**Your goal:** Give the lines of the records as a numbered list, starting at the line containing "target: **wooden plank**" and ending at the line containing "M 180 9 L 180", both included. Leave out any blank lines.
■ ■ ■ ■ ■
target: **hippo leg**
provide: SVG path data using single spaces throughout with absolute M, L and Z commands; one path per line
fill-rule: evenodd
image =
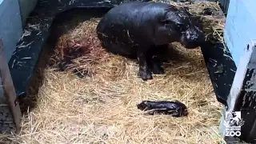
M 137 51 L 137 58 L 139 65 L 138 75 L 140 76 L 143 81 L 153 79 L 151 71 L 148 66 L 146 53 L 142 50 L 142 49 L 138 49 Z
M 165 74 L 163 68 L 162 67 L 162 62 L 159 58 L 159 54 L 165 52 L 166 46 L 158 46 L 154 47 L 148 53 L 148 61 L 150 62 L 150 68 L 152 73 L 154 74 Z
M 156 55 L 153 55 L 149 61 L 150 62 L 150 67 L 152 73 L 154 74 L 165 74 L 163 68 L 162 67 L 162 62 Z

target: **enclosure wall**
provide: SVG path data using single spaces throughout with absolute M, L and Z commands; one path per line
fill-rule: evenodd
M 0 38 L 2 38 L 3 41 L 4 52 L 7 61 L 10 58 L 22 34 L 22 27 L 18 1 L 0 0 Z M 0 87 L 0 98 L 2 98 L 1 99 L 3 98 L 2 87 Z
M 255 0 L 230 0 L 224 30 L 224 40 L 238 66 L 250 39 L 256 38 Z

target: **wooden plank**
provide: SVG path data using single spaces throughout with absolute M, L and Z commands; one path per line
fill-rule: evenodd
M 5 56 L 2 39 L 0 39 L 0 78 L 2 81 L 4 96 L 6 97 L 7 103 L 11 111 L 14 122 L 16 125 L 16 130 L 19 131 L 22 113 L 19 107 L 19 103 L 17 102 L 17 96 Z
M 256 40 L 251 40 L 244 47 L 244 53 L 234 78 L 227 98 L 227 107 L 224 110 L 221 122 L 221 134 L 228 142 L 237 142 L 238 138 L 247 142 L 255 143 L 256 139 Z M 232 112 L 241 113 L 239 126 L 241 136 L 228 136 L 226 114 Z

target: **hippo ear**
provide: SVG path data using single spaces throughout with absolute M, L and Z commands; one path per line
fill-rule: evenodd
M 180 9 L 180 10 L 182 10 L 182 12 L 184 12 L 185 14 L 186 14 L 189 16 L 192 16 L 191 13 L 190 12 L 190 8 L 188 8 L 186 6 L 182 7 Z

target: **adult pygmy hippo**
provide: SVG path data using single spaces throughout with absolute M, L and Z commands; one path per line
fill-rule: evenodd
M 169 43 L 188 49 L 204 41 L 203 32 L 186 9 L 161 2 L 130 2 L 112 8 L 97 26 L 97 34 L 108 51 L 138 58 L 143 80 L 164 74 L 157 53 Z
■ ■ ■ ■ ■
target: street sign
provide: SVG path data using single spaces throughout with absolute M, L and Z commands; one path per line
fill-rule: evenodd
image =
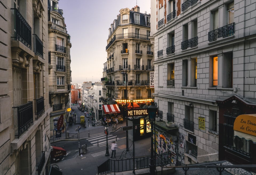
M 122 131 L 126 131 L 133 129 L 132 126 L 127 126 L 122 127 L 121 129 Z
■ ■ ■ ■ ■
**The answer:**
1. target: **wooden plank**
2. provide: SVG path data using single spaces throughout with absolute M, L and Z commands; one path per line
3. fill-rule: evenodd
4. M 5 56 L 2 39 L 0 39 L 0 78 L 2 81 L 4 96 L 6 97 L 7 103 L 11 111 L 14 122 L 16 125 L 16 130 L 19 131 L 22 113 L 19 107 L 19 103 L 17 102 L 17 96 Z
5. M 256 40 L 251 40 L 244 47 L 244 53 L 234 78 L 227 98 L 227 107 L 224 110 L 221 122 L 221 134 L 228 142 L 237 142 L 238 138 L 247 142 L 255 143 L 256 139 Z M 232 112 L 241 113 L 239 126 L 241 136 L 228 136 L 226 114 Z
6. target: **hippo ear**
7. provide: SVG path data using single spaces throughout with absolute M, L and Z commands; one path per line
8. fill-rule: evenodd
9. M 180 9 L 180 10 L 182 10 L 182 12 L 184 12 L 185 14 L 186 14 L 189 16 L 192 16 L 191 13 L 190 12 L 190 8 L 188 8 L 186 6 L 182 7 Z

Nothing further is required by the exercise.